(Natural-language object grounding data)
____
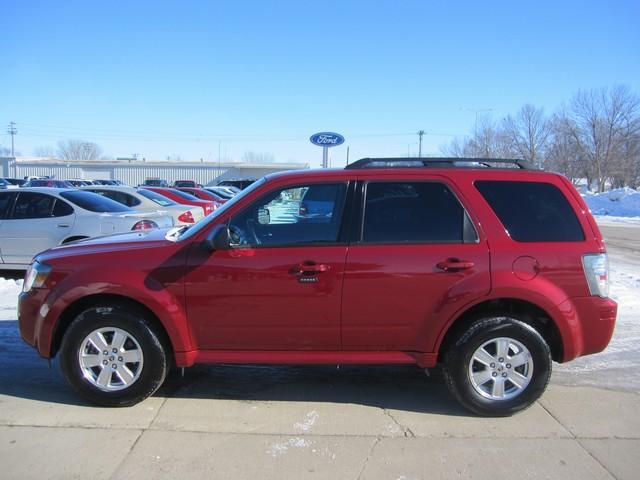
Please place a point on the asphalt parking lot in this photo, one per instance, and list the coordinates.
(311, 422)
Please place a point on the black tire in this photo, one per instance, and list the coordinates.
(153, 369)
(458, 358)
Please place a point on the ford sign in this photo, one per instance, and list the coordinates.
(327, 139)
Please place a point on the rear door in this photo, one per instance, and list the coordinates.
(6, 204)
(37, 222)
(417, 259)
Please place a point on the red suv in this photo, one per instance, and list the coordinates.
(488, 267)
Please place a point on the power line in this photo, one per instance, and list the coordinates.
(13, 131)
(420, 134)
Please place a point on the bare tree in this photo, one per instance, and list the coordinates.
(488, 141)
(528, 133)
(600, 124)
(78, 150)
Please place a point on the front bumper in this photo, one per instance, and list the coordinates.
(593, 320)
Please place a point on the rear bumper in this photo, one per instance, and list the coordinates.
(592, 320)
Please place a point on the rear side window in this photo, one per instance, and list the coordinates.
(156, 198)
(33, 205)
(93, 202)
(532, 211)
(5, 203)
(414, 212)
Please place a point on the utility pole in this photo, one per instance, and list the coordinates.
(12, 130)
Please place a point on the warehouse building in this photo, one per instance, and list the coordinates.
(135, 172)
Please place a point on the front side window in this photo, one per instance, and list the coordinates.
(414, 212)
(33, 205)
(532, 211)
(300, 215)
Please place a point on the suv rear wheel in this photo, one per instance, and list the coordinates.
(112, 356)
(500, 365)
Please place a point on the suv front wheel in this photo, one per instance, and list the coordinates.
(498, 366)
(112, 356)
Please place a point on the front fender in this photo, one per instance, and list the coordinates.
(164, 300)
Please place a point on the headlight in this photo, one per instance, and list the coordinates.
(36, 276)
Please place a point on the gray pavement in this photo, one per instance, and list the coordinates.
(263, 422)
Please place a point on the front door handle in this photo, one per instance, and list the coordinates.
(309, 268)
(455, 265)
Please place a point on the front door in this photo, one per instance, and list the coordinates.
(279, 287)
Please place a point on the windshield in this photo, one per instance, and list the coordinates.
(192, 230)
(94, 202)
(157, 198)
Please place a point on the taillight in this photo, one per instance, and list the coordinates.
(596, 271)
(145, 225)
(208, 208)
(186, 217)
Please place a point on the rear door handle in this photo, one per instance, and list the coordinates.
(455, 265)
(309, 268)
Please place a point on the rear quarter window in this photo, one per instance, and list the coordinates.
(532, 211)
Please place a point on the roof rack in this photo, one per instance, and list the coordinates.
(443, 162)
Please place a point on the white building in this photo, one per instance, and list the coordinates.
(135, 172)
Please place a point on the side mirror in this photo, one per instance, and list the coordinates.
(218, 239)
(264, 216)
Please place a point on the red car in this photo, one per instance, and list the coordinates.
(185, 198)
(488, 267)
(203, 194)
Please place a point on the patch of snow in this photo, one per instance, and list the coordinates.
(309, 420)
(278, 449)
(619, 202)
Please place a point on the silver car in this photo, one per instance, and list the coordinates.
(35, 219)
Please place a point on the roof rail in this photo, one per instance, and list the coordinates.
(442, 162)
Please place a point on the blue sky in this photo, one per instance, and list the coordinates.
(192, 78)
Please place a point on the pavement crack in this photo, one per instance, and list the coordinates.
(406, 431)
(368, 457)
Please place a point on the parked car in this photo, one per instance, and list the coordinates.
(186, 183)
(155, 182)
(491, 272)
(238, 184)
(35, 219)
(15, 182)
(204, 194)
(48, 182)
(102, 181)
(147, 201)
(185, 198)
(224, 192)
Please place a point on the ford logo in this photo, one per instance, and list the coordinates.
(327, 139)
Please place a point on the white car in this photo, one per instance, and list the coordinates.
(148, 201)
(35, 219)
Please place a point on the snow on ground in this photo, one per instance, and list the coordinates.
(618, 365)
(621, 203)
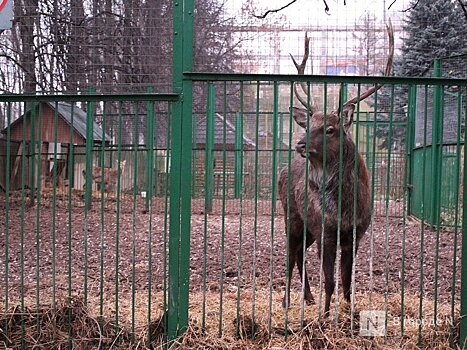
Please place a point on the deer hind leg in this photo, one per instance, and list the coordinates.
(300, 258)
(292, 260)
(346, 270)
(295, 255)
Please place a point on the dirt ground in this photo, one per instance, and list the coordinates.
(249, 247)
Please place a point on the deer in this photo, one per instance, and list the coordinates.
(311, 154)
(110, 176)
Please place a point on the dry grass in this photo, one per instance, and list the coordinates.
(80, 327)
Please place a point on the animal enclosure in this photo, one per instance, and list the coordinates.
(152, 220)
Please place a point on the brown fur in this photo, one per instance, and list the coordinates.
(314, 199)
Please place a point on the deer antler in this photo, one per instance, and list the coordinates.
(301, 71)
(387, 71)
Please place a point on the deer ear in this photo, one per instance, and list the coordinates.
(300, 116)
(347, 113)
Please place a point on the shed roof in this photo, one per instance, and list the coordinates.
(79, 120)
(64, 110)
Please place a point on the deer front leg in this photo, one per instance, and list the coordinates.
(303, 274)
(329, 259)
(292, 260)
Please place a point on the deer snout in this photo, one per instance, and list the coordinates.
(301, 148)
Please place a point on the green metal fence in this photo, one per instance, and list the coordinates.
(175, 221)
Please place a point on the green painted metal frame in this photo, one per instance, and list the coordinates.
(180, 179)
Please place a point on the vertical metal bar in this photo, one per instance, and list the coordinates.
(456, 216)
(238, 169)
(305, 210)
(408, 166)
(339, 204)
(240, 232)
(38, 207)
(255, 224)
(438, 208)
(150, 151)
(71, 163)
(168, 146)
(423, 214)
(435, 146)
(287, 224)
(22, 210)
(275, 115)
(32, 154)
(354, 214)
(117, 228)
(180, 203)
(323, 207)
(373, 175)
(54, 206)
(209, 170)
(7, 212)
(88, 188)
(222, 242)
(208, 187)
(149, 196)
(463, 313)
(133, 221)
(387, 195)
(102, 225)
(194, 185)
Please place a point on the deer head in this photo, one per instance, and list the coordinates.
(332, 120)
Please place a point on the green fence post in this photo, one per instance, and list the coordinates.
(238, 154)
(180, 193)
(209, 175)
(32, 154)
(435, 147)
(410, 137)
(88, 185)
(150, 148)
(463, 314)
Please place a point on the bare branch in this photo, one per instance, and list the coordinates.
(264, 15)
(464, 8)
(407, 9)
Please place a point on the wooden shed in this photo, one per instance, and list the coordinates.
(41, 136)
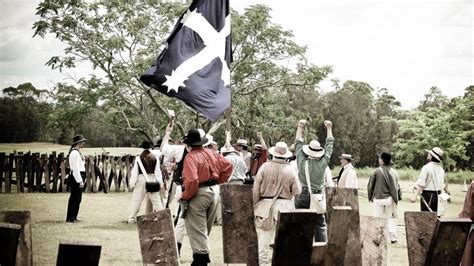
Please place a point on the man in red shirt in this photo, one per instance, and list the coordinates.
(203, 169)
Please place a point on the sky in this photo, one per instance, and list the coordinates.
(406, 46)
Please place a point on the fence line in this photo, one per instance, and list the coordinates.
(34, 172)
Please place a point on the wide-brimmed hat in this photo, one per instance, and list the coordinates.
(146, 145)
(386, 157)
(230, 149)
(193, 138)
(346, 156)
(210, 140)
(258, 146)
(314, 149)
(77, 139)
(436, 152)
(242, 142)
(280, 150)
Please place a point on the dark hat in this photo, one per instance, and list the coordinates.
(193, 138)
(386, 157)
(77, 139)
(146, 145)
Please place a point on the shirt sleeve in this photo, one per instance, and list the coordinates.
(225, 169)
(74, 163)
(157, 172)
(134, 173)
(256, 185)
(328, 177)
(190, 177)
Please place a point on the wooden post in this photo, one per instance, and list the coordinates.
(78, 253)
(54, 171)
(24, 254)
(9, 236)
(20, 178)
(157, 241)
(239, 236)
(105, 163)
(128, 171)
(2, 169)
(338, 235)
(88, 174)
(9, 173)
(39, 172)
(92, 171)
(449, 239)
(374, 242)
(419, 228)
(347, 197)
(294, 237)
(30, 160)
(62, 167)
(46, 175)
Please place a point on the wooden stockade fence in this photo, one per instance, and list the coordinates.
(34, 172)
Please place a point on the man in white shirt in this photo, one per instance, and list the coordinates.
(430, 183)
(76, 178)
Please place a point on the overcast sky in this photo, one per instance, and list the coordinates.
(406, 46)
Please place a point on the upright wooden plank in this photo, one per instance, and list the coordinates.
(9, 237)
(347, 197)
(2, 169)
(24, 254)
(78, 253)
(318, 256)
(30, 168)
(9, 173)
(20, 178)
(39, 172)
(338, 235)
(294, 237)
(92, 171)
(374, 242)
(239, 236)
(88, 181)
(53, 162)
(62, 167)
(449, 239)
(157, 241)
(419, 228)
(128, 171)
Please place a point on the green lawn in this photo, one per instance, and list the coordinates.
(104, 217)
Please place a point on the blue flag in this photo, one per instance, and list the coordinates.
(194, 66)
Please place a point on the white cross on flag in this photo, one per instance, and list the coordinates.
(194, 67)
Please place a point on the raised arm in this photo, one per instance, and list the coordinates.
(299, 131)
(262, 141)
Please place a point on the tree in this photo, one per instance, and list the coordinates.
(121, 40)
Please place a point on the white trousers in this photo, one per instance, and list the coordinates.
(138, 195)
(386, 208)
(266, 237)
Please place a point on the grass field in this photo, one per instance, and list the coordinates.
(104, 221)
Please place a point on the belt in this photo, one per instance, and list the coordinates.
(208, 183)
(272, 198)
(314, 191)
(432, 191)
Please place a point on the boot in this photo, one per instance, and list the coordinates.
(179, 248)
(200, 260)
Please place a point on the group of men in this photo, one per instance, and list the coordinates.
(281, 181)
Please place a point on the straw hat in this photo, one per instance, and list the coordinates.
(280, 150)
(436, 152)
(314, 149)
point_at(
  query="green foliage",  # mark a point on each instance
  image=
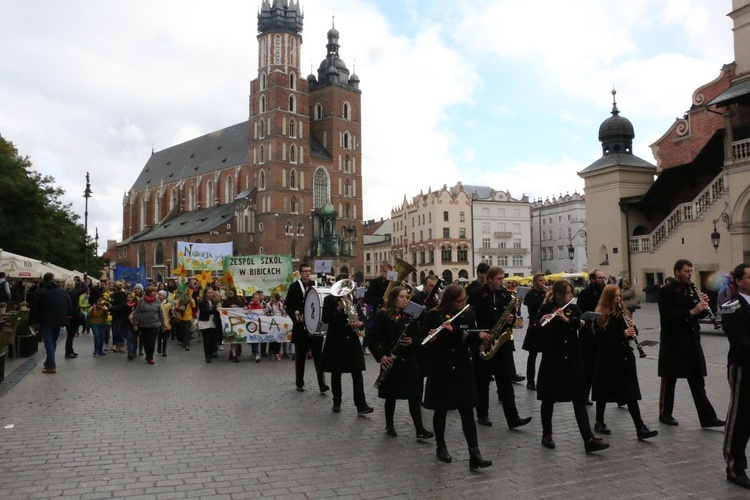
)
____
## Your instructions
Write out, exactly and with nothing added, every line from the one that holds "Please place a point on the upright" to the end of the entries above; pictures stay out.

## Output for this exercise
Please place a point on the upright wooden plank in this photo, one per instance, and list the coordinates.
(9, 237)
(347, 197)
(2, 169)
(24, 254)
(78, 253)
(318, 256)
(30, 168)
(9, 173)
(20, 178)
(39, 172)
(338, 235)
(294, 237)
(92, 171)
(374, 242)
(239, 236)
(88, 181)
(53, 162)
(62, 167)
(449, 239)
(157, 241)
(419, 228)
(128, 171)
Please place a point on the green lawn in this photo, one per instance, and list the coordinates.
(104, 217)
Please place a point on the blue flag in this photo, one per instance, and list the coordinates.
(194, 66)
Please place a point on the white cross on flag in this photo, one per instance, and list the coordinates.
(194, 67)
Please place a point on the raised arm in this photo, one per instance, and list the coordinates.
(299, 131)
(262, 141)
Please place a point on the tree in this photo, one per instance, and list the coordinates.
(121, 40)
Please place a point on the white trousers in this photo, one per instance, and list the coordinates.
(138, 195)
(386, 208)
(266, 237)
Please place a point on the grass field in this photo, one per instance, and list the coordinates.
(104, 221)
Please place a point on the belt in this photo, one per instance, and list the coordinates.
(208, 183)
(272, 198)
(314, 191)
(432, 191)
Please place a point on the boot in this photo, one per instance, and list the coordinates.
(179, 248)
(200, 260)
Please place a point on the group of men in this photo, one per instance, and list the coordinates.
(281, 181)
Please place a point on the straw hat in this photo, one per instance, and list the coordinates.
(280, 150)
(436, 152)
(314, 149)
point_at(
  query="green foliage",  # mark a point on each instance
  image=
)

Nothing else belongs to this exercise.